• _The exercise_: Display each line of the listing below that contains the word "dark". Matches must have the same case.

• _Provided information_:

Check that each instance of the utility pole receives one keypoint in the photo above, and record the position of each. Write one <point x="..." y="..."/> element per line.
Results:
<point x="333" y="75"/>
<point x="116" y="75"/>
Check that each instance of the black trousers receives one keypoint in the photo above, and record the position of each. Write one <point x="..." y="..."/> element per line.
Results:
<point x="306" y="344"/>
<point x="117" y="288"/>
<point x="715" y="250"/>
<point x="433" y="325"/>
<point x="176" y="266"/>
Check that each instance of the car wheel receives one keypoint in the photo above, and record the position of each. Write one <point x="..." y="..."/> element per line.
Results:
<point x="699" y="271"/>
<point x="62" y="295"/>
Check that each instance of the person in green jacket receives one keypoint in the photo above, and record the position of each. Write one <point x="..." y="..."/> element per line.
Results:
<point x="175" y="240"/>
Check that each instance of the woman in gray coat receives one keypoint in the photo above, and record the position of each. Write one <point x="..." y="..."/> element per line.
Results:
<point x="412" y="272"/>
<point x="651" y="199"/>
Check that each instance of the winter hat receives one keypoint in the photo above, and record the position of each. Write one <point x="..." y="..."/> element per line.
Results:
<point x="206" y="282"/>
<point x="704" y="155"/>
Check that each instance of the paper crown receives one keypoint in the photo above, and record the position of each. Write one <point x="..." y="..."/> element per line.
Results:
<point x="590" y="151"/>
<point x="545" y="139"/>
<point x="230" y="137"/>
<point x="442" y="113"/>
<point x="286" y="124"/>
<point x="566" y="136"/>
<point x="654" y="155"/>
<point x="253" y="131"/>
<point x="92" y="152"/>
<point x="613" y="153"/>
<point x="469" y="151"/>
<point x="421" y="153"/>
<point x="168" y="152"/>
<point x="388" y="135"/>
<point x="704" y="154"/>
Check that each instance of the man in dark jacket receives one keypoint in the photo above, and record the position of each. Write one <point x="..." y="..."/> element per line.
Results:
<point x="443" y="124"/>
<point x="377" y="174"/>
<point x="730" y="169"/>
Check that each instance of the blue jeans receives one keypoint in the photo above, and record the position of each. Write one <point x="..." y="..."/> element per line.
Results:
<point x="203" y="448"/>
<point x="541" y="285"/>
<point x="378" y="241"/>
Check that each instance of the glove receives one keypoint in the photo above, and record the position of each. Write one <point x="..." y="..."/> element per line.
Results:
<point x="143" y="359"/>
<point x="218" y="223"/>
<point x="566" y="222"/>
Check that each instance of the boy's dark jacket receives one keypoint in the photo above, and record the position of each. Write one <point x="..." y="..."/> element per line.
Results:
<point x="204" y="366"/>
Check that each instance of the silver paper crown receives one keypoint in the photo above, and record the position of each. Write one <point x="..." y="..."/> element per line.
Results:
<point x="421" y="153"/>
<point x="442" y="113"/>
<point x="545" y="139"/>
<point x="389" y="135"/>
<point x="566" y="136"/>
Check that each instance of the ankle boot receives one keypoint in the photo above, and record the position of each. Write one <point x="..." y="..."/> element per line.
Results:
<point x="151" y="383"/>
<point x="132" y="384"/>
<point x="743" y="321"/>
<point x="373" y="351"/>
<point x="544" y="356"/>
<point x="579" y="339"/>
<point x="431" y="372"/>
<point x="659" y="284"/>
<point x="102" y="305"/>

---

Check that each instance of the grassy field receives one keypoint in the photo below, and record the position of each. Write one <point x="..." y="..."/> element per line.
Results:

• _Final result_:
Check that each instance of the man in dark jacket receives one keypoint in the photo above, and record the position of each. Write one <point x="..." y="..."/> element per line.
Check that each instance of the boy's dark jacket receives one keypoint in the photo above, and record the position of each. Write one <point x="..." y="..."/> element per line.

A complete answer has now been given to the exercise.